═════ Passage
False feedback under uncertainty:
- Exp. 8: False feedback increased curiosity for high-confidence correct responses (difference in linear slopes .26, SE=.08, pd=99.9%; post hoc at confidence=90: 12.46, SE=5.17, pd=99.2%). Overall effects on errors were minimal, but when false feedback mismatched a participant’s own high-confidence error, curiosity increased more than when it matched (linear difference .11, SE=.04, pd=99.8%).
- Exp. 9: Belief in false feedback was lower when participants had been correct (bAccuracy=7.79, SE=1.16, pd>99.9%), and for correct answers belief decreased with increasing confidence (interaction .19, SE=.04, pd>99.9%).
- Exp. 10: False feedback had little impact on participants’ belief that they now knew the answer; post-feedback certainty tracked initial confidence for both correct and incorrect responses (bLinear=.64, SE=.07, pd>99.9%).
Overall: Definitive confirmation of correctness extinguished curiosity; manipulations that undermined certainty (especially for high-confidence responses) increased curiosity, aligning with the RPL model. Curiosity judgments differed from subjective uncertainty/prediction error and appeared to be sensitive to conflict between one’s answer and feedback.
Discussion
Findings support the RPL model: curiosity is minimal when certainty of knowing is high and maximal when answers feel almost known. Yes/no feedback imposes a hard boundary; definitive confirmation quenches curiosity for correct answers, while being told one was wrong raises curiosity for high-confidence errors. Under uncertain informational feedback (soft boundary), merely providing answers does not extinguish curiosity because participants remain unsure whether they know; true feedback slightly increases curiosity for high-confidence errors, and false feedback notably increases curiosity for high-confidence corrects by undermining certainty. Curiosity judgments diverged markedly from subjective uncertainty ratings, suggesting they tap additional metacognitive signals, likely related to conflict monitoring or a “tell” that something might be amiss. The replicated finding that, without feedback, curiosity is higher for high-confidence errors than for equally high-confidence correct responses indicates that curiosity may be especially sensitive to discrepancies that confidence judgments ignore, consistent with theories implicating anterior cingulate cortex and conflict monitoring in curiosity. These dynamics have implications for information environments: discrepant information (even false) can trigger curiosity, with potential benefits for error correction and risks for misinformation engagement.
══════════
§ **Set problem 1**:
In the passage on curiosity and feedback, what effect did definitive confirmation of correctness have on curiosity?
§ **Set problem 2**:
Please carry on the passage on curiosity and feedback, picking up right after its final sentence.
═════ Stored data
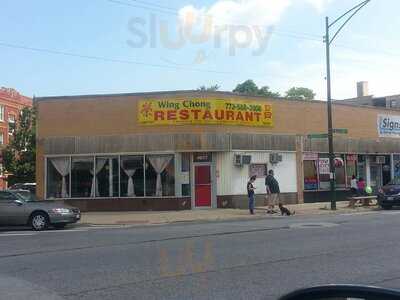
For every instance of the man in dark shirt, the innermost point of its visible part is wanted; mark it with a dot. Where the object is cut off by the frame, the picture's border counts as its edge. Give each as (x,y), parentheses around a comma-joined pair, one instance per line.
══════════
§ **Reply 1**:
It extinguished curiosity.

§ **Reply 2**:
Conclusion
Across 10 experiments, curiosity was largely governed by perceived proximity to knowing and certainty. Definitive yes/no feedback sated curiosity for correct answers and increased it for high-confidence errors. Under uncertain feedback, true information slightly increased curiosity for high-confidence errors, and false information increased curiosity for high-confidence correct answers. Curiosity judgments were not equivalent to subjective uncertainty or prediction error estimates; they appeared more sensitive to conflict and potential discrepancy. A robust, replicated result was greater curiosity for high-confidence errors than for equally high-confidence correct responses in no-feedback contexts. Future work should examine the role of source credibility, repetition, social identity cues, and neural mechanisms of conflict and curiosity; explore how curiosity can be harnessed to improve learning and error correction; and investigate how false or discrepant information in digital media may exploit curiosity.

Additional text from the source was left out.